• Given request 1
Can you repeat these records word for word, starting at the line that contains "Please examine it carefully. Your task is to find white" and ending at the last line of the records?
··· Text ···
My Life as an International Cocaine Smuggler
Pieter "Posh Pete" Tritton was making £30,000 a month while he was still in his twenties – but it wasn't long before it all came crashing down.
Left: Pieter Tritton today, aged 41. Right: A rock of cocaine, unrelated to Pieter.
Last year I bumped into Pieter Tritton several months after he was released from a 12-year prison sentence for masterminding a string of cocaine importations into Britain from South America. Discreet and calm, but with a sense of adventure, "Posh Pete" – as he was known in the criminal world – wasn't your average cocaine gangster. He grew up near middle class Stroud in Gloucestershire and studied Archeology at Cardiff University. In 2005, he was busted by Interpol in a hotel room in Quito, Ecuador, in possession of a tent impregnated with 7.8kg of cocaine.
His book, El Infierno, about how he survived a decade of jail time in Ecuador, has just been published. But I was interested in how a mild-mannered Cotswolds boy ended up an international drug runner in the first place, so I caught up with him for a chat.
VICE: Hi Pieter. Did this drug thing start off young?
Pieter Tritton: I was involved in drugs from an early age because of all the free raves in the Gloucestershire countryside in the 1990s. I dabbled a bit in pot and amphetamine when I was 14, and took ecstasy when I was 15. There were so many people taking drugs, it seemed normal. Seeing drugs being sold so openly, I started selling to cover the cost of partying.
···
• Given request 2
Would you reproduce the part of the cocaine smuggler interview above, unchanged, starting at "Last year I" and ending at "start off young?"?
··· Material to process ···
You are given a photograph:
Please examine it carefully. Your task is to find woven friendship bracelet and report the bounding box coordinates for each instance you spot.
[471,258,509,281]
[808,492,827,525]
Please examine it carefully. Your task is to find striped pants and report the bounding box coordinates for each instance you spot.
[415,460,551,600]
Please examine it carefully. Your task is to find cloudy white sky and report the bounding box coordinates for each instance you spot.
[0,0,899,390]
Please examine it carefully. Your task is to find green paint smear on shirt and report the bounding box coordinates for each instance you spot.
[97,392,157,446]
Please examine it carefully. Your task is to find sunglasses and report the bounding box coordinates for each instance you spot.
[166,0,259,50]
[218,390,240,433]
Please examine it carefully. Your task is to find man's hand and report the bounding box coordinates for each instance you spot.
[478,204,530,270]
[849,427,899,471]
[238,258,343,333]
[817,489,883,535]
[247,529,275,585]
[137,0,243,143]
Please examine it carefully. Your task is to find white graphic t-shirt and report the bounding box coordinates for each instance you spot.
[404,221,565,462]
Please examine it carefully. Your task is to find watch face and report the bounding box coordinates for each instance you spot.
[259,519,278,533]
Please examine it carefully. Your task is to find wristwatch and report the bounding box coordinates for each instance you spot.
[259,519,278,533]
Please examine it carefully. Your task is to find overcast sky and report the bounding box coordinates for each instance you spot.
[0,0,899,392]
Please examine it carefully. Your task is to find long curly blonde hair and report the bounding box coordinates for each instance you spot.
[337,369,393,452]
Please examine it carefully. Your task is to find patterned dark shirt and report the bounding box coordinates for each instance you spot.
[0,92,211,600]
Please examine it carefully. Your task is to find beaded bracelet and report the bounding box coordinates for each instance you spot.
···
• Solution 1
Please examine it carefully. Your task is to find white graphic t-shirt and report the bounding box coordinates for each instance you spot.
[404,221,565,462]
Please examine it carefully. Your task is to find watch face and report the bounding box coordinates for each instance you spot.
[259,519,278,533]
Please examine it carefully. Your task is to find wristwatch and report the bounding box coordinates for each instance you spot.
[259,519,278,533]
Please examine it carefully. Your task is to find overcast sky and report the bounding box coordinates for each instance you spot.
[0,0,899,392]
Please examine it carefully. Your task is to find long curly blonde hair and report the bounding box coordinates for each instance you spot.
[337,369,393,452]
Please examine it carefully. Your task is to find patterned dark shirt and report the bounding box coordinates for each instance you spot.
[0,92,211,600]
Please examine it carefully. Your task is to find beaded bracelet and report the bounding box coordinates for each instance you spot.

• Solution 2
Last year I bumped into Pieter Tritton several months after he was released from a 12-year prison sentence for masterminding a string of cocaine importations into Britain from South America. Discreet and calm, but with a sense of adventure, "Posh Pete" – as he was known in the criminal world – wasn't your average cocaine gangster. He grew up near middle class Stroud in Gloucestershire and studied Archeology at Cardiff University. In 2005, he was busted by Interpol in a hotel room in Quito, Ecuador, in possession of a tent impregnated with 7.8kg of cocaine.
His book, El Infierno, about how he survived a decade of jail time in Ecuador, has just been published. But I was interested in how a mild-mannered Cotswolds boy ended up an international drug runner in the first place, so I caught up with him for a chat.
VICE: Hi Pieter. Did this drug thing start off young?